_TRAVAIL DEMANDÉ:_
1. Relevez toutes les expressions de l'extrait qui désignent Dieu ou le Christ.
2. Selon l'extrait, à quoi le mois de mai a-t-il été consacré cette année ?
3. Résumez l'extrait en deux phrases.

_EXTRAIT:_

Avec cette célébration suggestive dans les jardins du Vatican, nous concluons le mois de mai, qui a été consacré cette année de façon particulière à la prière pour la paix. La fête de la Visitation d'aujourd'hui, nous offre, à ce propos, un thème de méditation tout à fait significatif: elle nous présente la Vierge Marie qui, portant en elle le Verbe fait chair, va aider sa cousine âgée, qui est sur le point d'accoucher. Nous reconnaissons en Marie le modèle de l'Eglise qui, à travers les oeuvres de miséricorde et de charité, apporte dans le monde la paix du Christ Sauveur.

Combien de fils et filles de l'Eglise, au cours de ces deux mille ans, ont témoigné de l'amour du Père céleste sur les multiples frontières de la solidarité! Il s'agit presque d'une grande «visitation», qui s'étend au monde tout entier, irradiant le mystère de Dieu qui est proche de l'homme et prend soin de ses blessures physiques et morales.

_DONNÉES PRÉSENTÉES:_
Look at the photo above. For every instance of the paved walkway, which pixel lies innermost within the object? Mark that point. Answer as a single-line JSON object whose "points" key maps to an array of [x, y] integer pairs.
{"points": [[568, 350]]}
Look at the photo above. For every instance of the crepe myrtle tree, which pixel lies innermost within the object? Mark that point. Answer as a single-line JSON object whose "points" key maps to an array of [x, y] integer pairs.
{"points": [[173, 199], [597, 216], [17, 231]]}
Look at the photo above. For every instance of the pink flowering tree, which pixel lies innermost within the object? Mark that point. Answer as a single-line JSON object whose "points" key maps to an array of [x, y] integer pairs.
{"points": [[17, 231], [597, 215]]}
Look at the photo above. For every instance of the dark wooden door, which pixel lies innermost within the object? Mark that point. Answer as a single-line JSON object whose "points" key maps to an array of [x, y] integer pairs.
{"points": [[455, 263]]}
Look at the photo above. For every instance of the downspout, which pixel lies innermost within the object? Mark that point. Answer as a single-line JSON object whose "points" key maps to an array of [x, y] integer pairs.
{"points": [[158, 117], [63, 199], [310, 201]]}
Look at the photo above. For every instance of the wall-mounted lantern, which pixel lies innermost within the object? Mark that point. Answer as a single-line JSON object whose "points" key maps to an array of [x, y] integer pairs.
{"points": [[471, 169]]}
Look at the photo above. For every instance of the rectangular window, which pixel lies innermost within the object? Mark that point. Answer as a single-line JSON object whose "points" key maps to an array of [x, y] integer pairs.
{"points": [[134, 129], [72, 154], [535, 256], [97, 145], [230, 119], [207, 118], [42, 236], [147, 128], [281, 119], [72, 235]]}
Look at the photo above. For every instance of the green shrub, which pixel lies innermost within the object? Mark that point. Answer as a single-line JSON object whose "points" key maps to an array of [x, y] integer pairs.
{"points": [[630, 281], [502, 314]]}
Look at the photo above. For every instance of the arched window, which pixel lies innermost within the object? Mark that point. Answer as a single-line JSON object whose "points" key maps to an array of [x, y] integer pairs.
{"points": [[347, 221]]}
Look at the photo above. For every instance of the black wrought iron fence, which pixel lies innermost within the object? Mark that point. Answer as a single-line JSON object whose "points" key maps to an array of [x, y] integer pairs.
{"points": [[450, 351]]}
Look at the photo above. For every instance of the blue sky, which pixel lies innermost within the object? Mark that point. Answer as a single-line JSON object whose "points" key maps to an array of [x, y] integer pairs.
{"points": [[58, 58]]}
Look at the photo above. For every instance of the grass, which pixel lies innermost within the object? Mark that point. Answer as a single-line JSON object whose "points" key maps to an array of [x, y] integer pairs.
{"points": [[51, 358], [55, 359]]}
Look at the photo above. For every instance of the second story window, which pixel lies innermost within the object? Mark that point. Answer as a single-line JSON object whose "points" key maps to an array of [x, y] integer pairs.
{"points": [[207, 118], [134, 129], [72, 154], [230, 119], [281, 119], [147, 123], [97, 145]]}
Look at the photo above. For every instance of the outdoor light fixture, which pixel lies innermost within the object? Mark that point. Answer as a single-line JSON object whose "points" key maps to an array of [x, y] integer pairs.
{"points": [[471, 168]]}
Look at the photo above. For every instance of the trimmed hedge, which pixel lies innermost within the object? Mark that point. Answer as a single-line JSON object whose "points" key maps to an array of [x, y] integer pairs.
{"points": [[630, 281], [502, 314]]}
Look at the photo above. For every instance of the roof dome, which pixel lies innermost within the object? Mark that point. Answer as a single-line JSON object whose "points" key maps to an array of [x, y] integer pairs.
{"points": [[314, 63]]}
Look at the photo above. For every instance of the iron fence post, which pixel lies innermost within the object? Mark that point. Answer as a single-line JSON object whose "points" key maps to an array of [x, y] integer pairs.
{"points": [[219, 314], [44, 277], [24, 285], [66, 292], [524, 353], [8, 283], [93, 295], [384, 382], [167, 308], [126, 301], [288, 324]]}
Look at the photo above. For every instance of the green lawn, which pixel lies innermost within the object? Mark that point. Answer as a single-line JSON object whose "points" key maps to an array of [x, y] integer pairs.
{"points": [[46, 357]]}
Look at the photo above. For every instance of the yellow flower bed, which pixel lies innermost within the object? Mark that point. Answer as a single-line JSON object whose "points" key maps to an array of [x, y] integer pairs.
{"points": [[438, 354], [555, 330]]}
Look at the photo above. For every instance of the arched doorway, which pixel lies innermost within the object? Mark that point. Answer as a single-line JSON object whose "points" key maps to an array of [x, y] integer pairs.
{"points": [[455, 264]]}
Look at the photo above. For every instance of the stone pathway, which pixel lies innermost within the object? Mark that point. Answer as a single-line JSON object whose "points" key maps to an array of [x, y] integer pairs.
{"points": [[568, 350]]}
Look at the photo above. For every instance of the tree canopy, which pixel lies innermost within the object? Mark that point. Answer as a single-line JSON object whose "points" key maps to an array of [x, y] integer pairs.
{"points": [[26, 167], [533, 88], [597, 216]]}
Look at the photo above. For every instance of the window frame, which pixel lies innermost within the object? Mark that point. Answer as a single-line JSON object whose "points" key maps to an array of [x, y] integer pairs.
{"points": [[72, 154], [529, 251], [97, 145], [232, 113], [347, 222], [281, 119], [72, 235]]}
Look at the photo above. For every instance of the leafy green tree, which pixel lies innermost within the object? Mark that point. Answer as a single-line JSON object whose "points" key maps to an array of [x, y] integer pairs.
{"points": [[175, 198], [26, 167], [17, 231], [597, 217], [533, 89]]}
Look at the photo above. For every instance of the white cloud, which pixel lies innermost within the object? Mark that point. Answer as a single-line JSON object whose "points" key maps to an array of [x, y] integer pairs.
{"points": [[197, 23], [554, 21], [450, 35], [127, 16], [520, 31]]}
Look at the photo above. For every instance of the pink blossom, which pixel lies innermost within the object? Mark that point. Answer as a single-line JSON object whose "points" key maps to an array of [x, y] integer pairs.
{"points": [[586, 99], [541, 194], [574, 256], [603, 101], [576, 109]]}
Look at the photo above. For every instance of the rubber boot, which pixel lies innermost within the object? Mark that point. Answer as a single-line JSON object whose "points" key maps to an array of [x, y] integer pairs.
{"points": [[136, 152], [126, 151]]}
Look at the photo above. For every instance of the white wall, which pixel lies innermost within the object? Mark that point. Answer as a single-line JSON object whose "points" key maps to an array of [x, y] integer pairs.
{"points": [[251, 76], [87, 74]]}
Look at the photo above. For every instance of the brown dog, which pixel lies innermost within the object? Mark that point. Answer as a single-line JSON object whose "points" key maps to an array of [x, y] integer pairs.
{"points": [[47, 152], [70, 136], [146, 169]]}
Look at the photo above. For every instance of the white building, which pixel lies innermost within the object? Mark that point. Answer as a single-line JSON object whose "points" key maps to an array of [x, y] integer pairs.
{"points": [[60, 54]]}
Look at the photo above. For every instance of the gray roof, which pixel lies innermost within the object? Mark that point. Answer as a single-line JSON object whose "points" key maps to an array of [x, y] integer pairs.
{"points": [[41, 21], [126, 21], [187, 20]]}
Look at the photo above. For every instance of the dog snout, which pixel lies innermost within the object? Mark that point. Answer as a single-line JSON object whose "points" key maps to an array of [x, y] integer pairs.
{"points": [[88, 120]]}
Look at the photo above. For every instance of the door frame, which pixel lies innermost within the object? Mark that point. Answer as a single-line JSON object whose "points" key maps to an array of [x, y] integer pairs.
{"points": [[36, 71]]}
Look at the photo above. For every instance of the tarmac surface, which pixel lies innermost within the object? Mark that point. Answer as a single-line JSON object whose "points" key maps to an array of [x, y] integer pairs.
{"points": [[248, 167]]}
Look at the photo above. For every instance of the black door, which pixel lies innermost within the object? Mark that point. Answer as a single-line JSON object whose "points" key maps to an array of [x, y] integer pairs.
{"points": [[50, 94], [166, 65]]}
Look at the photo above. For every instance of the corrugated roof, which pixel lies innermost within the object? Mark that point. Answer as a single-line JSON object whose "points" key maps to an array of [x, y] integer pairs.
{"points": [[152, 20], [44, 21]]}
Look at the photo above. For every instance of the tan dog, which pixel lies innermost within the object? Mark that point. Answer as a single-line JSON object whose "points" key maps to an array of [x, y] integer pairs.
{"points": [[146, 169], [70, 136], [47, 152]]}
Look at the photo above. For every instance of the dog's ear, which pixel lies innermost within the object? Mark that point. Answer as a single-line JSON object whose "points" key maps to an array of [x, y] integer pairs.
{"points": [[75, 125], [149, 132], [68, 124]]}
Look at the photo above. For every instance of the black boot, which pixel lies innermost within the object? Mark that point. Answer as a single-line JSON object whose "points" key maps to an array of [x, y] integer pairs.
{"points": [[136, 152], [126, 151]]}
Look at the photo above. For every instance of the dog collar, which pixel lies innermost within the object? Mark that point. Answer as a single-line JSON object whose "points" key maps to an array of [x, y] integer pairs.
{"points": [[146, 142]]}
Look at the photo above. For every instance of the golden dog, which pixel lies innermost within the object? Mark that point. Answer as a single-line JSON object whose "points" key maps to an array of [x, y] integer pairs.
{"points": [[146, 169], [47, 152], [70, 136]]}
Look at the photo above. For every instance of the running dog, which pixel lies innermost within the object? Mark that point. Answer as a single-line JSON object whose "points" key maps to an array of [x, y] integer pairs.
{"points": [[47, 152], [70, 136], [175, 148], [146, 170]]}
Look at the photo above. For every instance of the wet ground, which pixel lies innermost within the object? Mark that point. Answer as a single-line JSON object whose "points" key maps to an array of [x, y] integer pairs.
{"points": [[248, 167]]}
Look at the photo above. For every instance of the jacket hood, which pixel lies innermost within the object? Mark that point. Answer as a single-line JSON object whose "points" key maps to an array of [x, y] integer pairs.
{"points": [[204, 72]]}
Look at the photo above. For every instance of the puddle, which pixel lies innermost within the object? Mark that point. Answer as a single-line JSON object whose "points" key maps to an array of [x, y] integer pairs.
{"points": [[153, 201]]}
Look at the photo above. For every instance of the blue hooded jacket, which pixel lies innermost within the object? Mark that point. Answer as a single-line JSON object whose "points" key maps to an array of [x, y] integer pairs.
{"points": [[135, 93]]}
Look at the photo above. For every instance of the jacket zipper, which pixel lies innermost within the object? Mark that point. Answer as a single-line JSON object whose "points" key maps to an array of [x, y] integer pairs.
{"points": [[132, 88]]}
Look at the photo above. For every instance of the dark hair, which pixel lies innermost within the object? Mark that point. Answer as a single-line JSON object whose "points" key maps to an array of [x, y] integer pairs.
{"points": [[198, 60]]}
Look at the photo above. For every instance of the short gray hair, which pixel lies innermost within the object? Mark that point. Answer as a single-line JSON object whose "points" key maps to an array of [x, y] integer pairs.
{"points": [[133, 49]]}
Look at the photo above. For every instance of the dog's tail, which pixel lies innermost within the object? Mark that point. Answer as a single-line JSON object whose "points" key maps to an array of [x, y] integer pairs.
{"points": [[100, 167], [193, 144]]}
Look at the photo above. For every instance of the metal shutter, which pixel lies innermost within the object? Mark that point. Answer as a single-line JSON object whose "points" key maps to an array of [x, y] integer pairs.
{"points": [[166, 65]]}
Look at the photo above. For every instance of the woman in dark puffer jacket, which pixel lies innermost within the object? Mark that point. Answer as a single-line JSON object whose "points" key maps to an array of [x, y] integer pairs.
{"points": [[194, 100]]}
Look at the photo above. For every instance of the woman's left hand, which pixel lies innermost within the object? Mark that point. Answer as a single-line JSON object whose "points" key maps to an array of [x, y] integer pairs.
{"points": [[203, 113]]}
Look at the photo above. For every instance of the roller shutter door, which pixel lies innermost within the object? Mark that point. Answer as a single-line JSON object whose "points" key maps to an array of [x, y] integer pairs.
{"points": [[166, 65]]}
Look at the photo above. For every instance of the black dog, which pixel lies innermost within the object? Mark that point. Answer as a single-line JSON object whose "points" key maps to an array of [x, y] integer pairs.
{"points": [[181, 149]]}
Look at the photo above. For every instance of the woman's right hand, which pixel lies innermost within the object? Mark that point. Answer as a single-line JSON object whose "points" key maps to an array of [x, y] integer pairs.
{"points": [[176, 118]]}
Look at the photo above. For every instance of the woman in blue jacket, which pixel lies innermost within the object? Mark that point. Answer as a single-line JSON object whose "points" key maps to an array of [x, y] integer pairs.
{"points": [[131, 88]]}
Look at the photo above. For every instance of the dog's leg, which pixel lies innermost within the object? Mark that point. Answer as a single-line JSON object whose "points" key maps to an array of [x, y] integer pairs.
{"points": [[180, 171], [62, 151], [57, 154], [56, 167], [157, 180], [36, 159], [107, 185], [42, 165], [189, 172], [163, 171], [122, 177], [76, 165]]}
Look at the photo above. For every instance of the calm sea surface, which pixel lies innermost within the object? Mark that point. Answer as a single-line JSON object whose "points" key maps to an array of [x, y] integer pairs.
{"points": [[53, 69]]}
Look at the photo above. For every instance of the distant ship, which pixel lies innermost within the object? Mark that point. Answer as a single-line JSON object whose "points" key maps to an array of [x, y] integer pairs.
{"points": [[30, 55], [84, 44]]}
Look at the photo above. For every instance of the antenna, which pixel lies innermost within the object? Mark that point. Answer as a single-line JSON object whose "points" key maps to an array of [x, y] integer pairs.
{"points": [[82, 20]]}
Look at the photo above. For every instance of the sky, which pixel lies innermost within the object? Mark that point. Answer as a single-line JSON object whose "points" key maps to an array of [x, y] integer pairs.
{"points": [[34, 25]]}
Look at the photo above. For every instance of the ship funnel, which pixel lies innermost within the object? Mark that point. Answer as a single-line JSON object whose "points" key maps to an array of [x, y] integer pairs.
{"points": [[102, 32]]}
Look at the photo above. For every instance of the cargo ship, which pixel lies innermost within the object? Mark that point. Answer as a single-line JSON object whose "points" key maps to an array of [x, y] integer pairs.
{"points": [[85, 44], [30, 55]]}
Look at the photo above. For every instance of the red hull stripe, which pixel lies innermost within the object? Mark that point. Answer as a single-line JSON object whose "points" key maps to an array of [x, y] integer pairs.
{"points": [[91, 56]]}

_RÉPONSES AUX EXERCICES:_
1. le Verbe fait chair ; le Christ Sauveur ; le Père céleste ; Dieu

2. À la prière pour la paix.

3. Au terme du mois de mai, consacré à la prière pour la paix, la fête de la Visitation présente Marie qui, portant le Verbe fait chair, va aider sa cousine âgée sur le point d'accoucher. Elle est reconnue comme le modèle de l'Église qui apporte au monde la paix du Christ par la miséricorde et la charité, comme l'ont fait depuis deux mille ans tant de fils et filles de l'Église, dans une sorte de grande « visitation » qui s'étend au monde entier.